_PROBLEM:_ Pick out each line of the records that contains the word "column" and copy those lines.

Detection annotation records

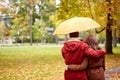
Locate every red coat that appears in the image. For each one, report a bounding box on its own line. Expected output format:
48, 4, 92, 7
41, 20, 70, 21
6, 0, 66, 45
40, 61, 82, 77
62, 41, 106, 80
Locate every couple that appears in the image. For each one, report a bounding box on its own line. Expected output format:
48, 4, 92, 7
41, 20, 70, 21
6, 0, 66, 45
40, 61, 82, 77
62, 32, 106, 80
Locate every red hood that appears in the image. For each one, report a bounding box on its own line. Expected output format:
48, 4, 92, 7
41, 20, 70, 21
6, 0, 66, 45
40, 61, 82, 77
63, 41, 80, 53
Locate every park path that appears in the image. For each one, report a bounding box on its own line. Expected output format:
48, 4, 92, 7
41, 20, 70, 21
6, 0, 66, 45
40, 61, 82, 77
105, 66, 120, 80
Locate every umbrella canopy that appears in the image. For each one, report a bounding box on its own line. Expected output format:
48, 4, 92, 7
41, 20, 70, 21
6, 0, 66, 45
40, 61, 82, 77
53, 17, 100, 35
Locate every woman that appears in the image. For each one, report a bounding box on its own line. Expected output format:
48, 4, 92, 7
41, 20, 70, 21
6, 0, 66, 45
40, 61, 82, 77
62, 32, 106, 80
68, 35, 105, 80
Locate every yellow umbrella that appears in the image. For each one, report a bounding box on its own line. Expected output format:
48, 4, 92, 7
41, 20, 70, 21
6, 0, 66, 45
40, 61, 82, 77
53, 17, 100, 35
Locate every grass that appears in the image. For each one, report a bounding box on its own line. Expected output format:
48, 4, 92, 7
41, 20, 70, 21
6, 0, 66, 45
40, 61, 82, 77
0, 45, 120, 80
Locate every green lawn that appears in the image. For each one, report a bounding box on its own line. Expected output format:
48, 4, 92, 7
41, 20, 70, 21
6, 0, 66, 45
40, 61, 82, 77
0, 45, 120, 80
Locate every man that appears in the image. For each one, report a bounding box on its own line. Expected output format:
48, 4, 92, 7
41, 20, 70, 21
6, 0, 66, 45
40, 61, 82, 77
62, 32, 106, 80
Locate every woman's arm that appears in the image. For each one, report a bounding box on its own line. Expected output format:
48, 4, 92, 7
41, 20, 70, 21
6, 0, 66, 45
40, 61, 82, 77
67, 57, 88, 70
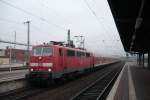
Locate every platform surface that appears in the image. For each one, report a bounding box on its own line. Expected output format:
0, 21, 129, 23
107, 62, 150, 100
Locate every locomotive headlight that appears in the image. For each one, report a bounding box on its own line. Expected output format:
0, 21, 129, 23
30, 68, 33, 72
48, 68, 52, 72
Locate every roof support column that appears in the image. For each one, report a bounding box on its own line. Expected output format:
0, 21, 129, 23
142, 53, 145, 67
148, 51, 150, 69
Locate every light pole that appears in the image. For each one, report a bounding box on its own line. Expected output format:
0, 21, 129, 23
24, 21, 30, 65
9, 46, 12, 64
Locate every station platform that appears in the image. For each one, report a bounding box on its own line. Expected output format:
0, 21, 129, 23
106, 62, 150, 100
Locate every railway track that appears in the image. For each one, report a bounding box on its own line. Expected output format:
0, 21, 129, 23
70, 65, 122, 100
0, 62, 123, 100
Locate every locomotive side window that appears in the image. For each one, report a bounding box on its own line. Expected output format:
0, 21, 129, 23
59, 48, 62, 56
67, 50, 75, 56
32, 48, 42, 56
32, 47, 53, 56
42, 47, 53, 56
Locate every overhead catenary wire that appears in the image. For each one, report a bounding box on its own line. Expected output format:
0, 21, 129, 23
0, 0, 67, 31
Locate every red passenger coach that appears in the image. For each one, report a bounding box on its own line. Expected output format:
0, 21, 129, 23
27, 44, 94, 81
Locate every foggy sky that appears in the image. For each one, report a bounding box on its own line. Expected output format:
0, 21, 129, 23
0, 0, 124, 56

...

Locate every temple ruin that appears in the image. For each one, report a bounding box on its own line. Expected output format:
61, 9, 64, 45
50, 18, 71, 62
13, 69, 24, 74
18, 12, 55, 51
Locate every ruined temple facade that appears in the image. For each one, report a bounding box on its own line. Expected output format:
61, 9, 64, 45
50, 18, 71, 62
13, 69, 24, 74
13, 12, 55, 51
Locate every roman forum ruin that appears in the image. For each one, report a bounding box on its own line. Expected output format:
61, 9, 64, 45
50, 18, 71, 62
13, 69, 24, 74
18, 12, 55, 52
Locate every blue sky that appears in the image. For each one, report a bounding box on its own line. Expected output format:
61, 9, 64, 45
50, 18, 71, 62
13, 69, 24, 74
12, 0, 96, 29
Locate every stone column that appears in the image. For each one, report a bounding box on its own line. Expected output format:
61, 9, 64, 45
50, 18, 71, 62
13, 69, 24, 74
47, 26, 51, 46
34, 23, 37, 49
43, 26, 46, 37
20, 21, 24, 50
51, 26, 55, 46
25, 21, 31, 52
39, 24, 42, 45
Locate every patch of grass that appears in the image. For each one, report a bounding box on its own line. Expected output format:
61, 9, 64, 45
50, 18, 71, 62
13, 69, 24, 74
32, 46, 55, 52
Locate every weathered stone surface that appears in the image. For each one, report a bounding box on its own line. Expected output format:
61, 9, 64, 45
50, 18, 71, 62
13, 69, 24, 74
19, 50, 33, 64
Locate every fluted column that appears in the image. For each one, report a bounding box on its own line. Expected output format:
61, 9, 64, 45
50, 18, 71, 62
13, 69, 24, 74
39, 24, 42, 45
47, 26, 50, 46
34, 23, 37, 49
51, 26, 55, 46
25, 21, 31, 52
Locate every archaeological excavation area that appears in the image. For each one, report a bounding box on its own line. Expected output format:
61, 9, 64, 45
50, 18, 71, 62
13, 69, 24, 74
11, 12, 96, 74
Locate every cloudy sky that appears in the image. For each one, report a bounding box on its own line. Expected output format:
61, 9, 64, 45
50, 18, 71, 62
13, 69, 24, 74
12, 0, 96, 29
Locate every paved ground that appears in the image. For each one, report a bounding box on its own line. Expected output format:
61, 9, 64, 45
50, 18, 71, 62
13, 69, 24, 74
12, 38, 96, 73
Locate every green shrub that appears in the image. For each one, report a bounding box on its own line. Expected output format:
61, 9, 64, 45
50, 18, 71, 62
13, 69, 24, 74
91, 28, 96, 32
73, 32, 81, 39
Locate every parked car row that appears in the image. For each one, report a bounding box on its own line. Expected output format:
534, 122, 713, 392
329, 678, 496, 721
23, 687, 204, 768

_WRITTEN RESPONSE:_
Locate every roof support column that appears in the image. For each one, report a bounding box on its own line. Expected output format:
Locate every stone column that appears in the image. For each one, report a bounding box on its own line. Expected output format:
Locate every fluted column that appears in the image. For each one, report a bounding box on its own line. Expected output format:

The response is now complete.